Lo mismo diremos de las visitas, inventadas para librar al público de engaños, y convertidas después en un objeto de interés por los oficiales del gremio. No ejercen estos su jurisdicción contra sus amigos ni paniaguados, sino contra sus émulos y enemigos. Tratan de sorprenderlos para desacreditarlos, y el público es por lo común la víctima de unos y otros. Los que se sirven de los artistas de la Corte podrán decir si las visitas son un remedio eficaz contra los engaños del público. ¡Cuántos se sufren y se callan por compasión! y ¡cuántos se delatan y castigan por la justicia ordinaria!
De aquí resulta que la libertad de que hablamos no defraudará al público de su seguridad. Él tendrá abierto siempre su recurso a los magistrados civiles, y pronto en su favor el patrocinio de la justicia. Las leyes, que aseguraban la fe de los contratos antes que se conociesen los gremios, podrán asegurarla también después de haberlos destruido.
Pero en medio de esta libertad, ¿no perecerá la enseñanza? No, por cierto. Habrá entonces, como ahora, aprendices y oficiales, porque nadie se pondrá a ejercer un arte sin haberlo aprendido. La única diferencia será que el tiempo, el precio y las condiciones del aprendizaje se arreglarán por un contrato libre entre el maestro y el padre o el tutor del aprendiz, y esta diferencia cederá siempre en favor de la industria.
No nos engañemos: los aprendizajes, establecidos por la legislación gremial, no han adelantado las artes. La mayor parte de ellas están aún en su rudeza original. Es muy rara la que ha llegado a la perfección en que las gozan otras naciones; y las que han recibido algún adelantamiento no lo deben ciertamente ni a los gremios, ni a las ordenanzas, ni a la enseñanza regulada por ellas; débenlo, como hemos indicado, al ingenio, al estudio, a los viajes de algún artista eminente, al celo de algunos individuos, a cuerpos patrióticos, al establecimiento de algún hábil extranjero, a la imitación cuidadosa de modelos extraños; en una palabra, a causas accidentales y muy diversas del instituto de los gremios. ¿Y cuánto más hubieran influido estas causas si la libertad las hubiera dejado obrar sin obstáculo?

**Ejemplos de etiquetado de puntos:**

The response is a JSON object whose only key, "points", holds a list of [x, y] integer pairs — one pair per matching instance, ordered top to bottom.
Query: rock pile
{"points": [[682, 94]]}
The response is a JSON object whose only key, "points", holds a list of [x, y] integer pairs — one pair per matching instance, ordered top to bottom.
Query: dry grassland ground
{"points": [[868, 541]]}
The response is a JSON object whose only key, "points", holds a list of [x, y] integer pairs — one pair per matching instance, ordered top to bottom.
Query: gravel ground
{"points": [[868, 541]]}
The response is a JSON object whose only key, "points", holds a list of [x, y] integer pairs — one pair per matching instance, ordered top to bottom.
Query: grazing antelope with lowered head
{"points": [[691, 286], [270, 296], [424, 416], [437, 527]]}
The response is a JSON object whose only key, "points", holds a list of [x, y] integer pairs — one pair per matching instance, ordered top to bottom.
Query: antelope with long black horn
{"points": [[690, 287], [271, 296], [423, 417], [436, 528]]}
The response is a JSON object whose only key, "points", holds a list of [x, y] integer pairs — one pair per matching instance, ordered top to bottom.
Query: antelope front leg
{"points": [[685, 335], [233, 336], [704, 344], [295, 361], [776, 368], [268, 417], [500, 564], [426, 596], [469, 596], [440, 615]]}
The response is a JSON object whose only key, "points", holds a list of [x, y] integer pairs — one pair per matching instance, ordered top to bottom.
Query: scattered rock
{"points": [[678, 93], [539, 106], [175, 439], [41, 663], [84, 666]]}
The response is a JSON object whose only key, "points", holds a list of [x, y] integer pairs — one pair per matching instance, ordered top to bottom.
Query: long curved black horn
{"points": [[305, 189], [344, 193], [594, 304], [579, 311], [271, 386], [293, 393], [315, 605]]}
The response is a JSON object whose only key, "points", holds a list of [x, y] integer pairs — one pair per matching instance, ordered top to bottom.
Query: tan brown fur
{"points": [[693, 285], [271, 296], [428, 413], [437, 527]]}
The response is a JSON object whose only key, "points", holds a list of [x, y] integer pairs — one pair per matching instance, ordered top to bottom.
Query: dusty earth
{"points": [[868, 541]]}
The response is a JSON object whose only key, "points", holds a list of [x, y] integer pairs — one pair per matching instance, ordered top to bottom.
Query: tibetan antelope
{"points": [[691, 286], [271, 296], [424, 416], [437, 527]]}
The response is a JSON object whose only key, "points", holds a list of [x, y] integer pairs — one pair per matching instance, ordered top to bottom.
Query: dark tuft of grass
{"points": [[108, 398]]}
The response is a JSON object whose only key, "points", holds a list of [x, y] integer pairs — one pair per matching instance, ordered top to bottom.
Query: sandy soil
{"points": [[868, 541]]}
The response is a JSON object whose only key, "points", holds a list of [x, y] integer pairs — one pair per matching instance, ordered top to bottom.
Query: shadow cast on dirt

**Conjunto de tareas:**
**A.** Reproduce del fragmento sobre los gremios el pasaje que empieza con las palabras "De aquí resulta" y termina con "de haberlos destruido.".
**B.** Resume en pocas frases el párrafo del fragmento sobre los gremios que comienza con "Pero en medio de esta libertad", conservando sus datos principales.
**C.** Según el fragmento sobre los gremios, ¿con qué fin se inventaron las visitas?
Responde basándote únicamente en el fragmento.

**Resultados por tarea:**
**A.**
De aquí resulta que la libertad de que hablamos no defraudará al público de su seguridad. Él tendrá abierto siempre su recurso a los magistrados civiles, y pronto en su favor el patrocinio de la justicia. Las leyes, que aseguraban la fe de los contratos antes que se conociesen los gremios, podrán asegurarla también después de haberlos destruido.

**B.** La libertad no hará desaparecer la enseñanza. Seguirá habiendo aprendices y oficiales, porque nadie ejercerá un arte sin haberlo aprendido. La única diferencia será que el tiempo, el precio y las condiciones del aprendizaje se fijarán por un contrato libre entre el maestro y el padre o tutor del aprendiz, y ese cambio favorecerá siempre a la industria.

**C.** Para librar al público de engaños.